Yung Joc Calls Eminem & Nicki Minaj's Use Of "Lookin' Boy" Flattering
Exclusive: Yung Joc reveals why he won't be put in a compromising position on "Love & Hip Hop: Atlanta" and recalls convincing Puff Daddy to greenlight the song "Knock It Out."
People don’t generally associate Yung Joc with the likes of Eminem, Nicki Minaj and Juicy J. Joc enjoyed early success that pre-dated his most notable hit, “It’s Going Down” by crafting a jingle for Revlon as a teenager and co-writing the hook to onetime So So Def artist, Miss B’s “Bottle Action.” What followed was the gold-selling New Joc City, which spawned the triple platinum single, “It’s Going Down,” another platinum single with “I Know You See It” and the gold single, “1st Time.”
His sophomore effort, Hustlenomics didn’t enjoy the commercial success of its predecessor, as the single “Coffee Shop” spent a week on Billboard magazine’s “Hot 100” chart before bowing out at the #78 spot.
This is usually the part of the story where Bad Boy artists make the predictable fall from potential superstars to cautionary tales. However, behind the scenes, Joc signed the GS Boyz of “Stanky Legg” fame to his Swagg Team imprint and inked a deal with Polo Grounds Music/RCA Records after his tenure at Bad Boy. Additionally, 2013 saw both Eminem and Nicki Minaj co-opt parts of the Yung Joc and Hotstylz 2008 hit “Lookin’ Boy” into their singles. Joc re-emerged with his own single, “I Got B*****s.” And as the second quarter of 2014 begins, the College Park, Georgia native is enjoying the marketing push behind the single as well as a role on VH1’s Love & Hip Hop: Atlanta.
“I don’t want to hear that regional shit,” Joc says, in reference to the “Snap” label “It’s Going Down” earned in some circles. He speaks like someone who has seen Tom Cruise on television doing his signature dance, while a new generation gets reintroduced to material he made over five years ago. So just what is Yung Joc’s place in Hip Hop and the greater pop culture lexicon? His answer may surprise you, but for those paying attention, it shouldn’t.
Yung Joc Explains Why His Music Appeals To Female Fans
HipHopDX: Before we get into anything music-related, how did Yung Joc end up in a back and forth with June Ambrose about why men cheat?
Yung Joc: [Laughs] Man, that was just one interview that I guess was merged with another interview, so it looked good. It was definitely an odd couple, because it just seemed out of the blue. But I think it was good. It made it interesting, and it was kind of informative from both points of view.
DX: True. It was pretty random though.
Yung Joc: I mean, it was random. But sometimes that’s the best shit. It’s like when I’m listening to the radio, and a random song out of the blue comes on. It’s like, “Oh shit, where that come from?”

**DATASET ROWS:**
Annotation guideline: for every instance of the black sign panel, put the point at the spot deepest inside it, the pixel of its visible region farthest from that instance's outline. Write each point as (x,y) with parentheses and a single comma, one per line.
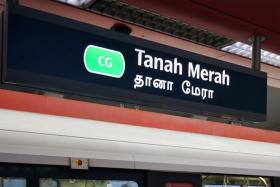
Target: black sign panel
(54,53)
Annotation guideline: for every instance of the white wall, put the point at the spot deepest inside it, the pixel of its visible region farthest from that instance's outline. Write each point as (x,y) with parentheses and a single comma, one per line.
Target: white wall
(37,138)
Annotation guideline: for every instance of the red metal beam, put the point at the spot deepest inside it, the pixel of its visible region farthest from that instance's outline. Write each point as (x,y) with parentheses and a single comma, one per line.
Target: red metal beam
(64,107)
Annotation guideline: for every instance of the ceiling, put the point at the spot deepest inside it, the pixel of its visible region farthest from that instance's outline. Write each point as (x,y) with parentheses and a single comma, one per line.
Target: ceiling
(237,19)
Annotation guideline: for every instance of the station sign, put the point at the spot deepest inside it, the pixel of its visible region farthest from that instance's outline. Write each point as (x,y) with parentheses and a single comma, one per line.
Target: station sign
(53,53)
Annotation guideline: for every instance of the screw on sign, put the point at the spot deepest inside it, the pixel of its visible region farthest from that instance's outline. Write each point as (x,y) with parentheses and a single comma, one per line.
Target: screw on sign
(178,185)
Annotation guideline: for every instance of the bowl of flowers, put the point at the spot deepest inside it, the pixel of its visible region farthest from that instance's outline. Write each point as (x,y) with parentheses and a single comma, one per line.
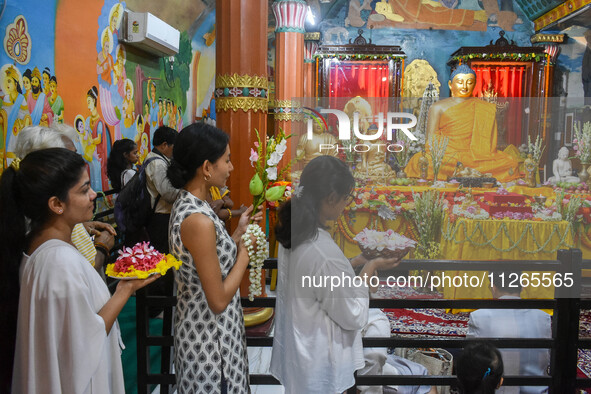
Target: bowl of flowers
(140,262)
(386,244)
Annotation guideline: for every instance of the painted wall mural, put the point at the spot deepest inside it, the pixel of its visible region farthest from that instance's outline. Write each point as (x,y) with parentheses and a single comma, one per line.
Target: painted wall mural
(54,70)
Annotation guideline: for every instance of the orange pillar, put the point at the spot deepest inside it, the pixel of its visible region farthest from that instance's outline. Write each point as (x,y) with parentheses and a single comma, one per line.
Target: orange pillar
(310,46)
(289,60)
(241,91)
(241,85)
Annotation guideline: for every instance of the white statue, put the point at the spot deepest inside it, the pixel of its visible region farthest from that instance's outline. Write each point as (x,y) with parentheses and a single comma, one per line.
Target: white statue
(562,168)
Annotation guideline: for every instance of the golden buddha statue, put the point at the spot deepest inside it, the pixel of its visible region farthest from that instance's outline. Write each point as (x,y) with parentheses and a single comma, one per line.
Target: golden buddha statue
(373,161)
(470,124)
(466,172)
(310,148)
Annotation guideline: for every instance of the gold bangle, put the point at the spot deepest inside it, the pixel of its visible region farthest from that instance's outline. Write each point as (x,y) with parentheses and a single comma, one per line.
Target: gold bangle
(102,247)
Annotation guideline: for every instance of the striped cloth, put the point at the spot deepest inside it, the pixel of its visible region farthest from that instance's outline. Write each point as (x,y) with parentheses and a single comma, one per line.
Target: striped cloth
(83,243)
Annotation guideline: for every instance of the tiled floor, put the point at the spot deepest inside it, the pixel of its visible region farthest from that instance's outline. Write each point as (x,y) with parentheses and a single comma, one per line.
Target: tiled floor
(259,360)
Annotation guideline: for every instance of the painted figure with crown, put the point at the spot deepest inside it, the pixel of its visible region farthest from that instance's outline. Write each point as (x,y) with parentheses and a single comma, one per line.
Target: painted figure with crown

**WRITTEN TASKS:**
A – Answer these questions using the Yung Joc article, one answer per line:
(i) Which company did Joc write a jingle for as a teenager?
(ii) At what spot did "Coffee Shop" leave Billboard magazine's "Hot 100" chart?
(iii) Which VH1 show is Joc appearing on as the second quarter of 2014 begins?
B – In the Yung Joc article, turn the paragraph beginning "This is usually the part of the story" into a short bulleted list that keeps its main facts.
C – Continue the Yung Joc article from the point where it stops.
The listing is separate material with no connection to the Yung Joc article.

**EXERCISE RESULTS:**
A –
(i) Revlon
(ii) #78
(iii) Love & Hip Hop: Atlanta

B –
- Bad Boy artists often fall from potential superstars to cautionary tales, but Joc stayed active behind the scenes.
- He signed the GS Boyz, known for "Stanky Legg," to his Swagg Team imprint.
- After Bad Boy, he signed with Polo Grounds Music/RCA Records.
- In 2013, Eminem and Nicki Minaj each used parts of "Lookin' Boy," Joc's 2008 hit with Hotstylz, in their singles.
- Joc returned with his own single, "I Got B*****s."
- As the second quarter of 2014 begins, the College Park, Georgia native has a marketing push behind that single and a role on VH1's Love & Hip Hop: Atlanta.

C –
DX: As it turns out, the topic you two discussed leads perfectly into your new single, “I Got B*****s.” The single dropped last year, which presumably gave you time to reach different markets. How’s the response been?
Yung Joc: I think people had love for it, and that got even better when my label jumped behind it six months later. Everywhere I’ve gone and performed this record, I get great feedback. The funniest part is the women say, “I Got Bitches” louder than anybody. That shit is weird, man.
You know a funny story? On my first album, New Joc City, when we were trying to pick records for the album, I sent Puff all my favorites. And I remember [Bad South President,] Block [Spencer] coming in there saying, “Yo, Puff said you can’t use “Knock It Out.” I was like, “Huh…why not?” Now “Knock It Out” is a record I had been performing acapella on the road, and I was just getting great responses and feedback from it. So, I get on the phone with Diddy, and he’s like, “Yo, so look, playboy. We trying to groom your image. You gotta be a smooth player though. You can’t be getting on these stages with a record on your album saying, ‘I knock the pussy out…knock it out. Knock it out.’ That shit just ain’t player.”
I told him, “I get what you saying, my nigga. But I’m gonna send you some videos of me doing this shit acapella, and I want you to watch how the women react.” I sent that shit in, and that nigga called me back like 30 minutes later. He said, “Well I guess this shit’s going on the album [laughs].”
So it’s funny, because the women would say it harder than the dudes. I ain’t even gonna use the word ratchet, but they just like the most controversial, edgy shit. You can’t just be directly disrespectful with the word, but even some women say they got bitches. They’ll be like, “Oh, these my bitches.” They don’t mean those are women they’re having sex with, they’re just their homegirls.
So the word “bitches” is equivalent to the word “nigga.” It’s a term of endearment, although it’s derived from a very negative connotation. But who gives a fuck?
DX: It sounds similar to when you hear Snoop Dogg’s “Ain’t No Fun” playing at a club and see a pack of women singing it word for word.
Yung Joc: Right. And the women love that shit. [Sings,] “If the homies can’t have none.” I’m gonna do that over. Thank you. I’m glad you brought that up [laughs].
Yung Joc Points Out His Influence On Pop Culture
DX: When you debuted in 2006, some people wanted to either label you as regional or relegate you to the Snap sub-genre. How have things changed since then?
Yung Joc: I don’t wanna hear that regional shit, man. That’s great and all, but I mean, at the end of the day, people know I’m from Atlanta. This shit is undeniable. Numbers don’t lie, and I definitely put numbers and Ws on the board. I don’t give a fuck what nobody says. I’ve said this in numerous interviews: if you look at the shit I did eight years ago, niggas is bringing that shit back around.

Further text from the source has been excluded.